REQUEST »
Count the lines below that contain the string "window", treating uppercase and lowercase letters as different, and give only the number.

-- Start of ENTRIES SUPPLIED --

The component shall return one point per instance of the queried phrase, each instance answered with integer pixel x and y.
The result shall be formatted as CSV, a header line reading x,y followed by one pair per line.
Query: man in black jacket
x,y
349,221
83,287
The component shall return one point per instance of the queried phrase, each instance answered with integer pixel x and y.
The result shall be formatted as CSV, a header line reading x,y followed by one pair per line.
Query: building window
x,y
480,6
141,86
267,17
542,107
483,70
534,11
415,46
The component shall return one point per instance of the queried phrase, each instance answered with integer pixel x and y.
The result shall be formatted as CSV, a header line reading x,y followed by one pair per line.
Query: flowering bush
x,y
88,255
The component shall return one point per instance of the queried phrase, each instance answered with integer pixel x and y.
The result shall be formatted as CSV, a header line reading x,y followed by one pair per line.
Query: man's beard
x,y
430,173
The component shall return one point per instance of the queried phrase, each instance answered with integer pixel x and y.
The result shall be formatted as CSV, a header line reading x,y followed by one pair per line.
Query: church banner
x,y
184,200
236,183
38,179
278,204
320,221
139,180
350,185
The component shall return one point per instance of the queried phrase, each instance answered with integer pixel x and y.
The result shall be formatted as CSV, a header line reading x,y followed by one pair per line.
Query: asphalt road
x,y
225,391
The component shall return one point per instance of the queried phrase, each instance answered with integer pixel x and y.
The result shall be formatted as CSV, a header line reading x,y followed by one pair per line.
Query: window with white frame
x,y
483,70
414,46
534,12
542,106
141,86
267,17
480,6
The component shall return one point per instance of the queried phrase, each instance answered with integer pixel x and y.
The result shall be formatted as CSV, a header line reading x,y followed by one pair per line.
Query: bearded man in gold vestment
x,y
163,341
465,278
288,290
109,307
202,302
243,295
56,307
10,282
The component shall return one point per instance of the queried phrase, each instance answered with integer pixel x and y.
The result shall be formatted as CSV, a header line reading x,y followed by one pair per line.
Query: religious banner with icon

-- End of ENTRIES SUPPLIED --

RESULT OF THIS TASK »
2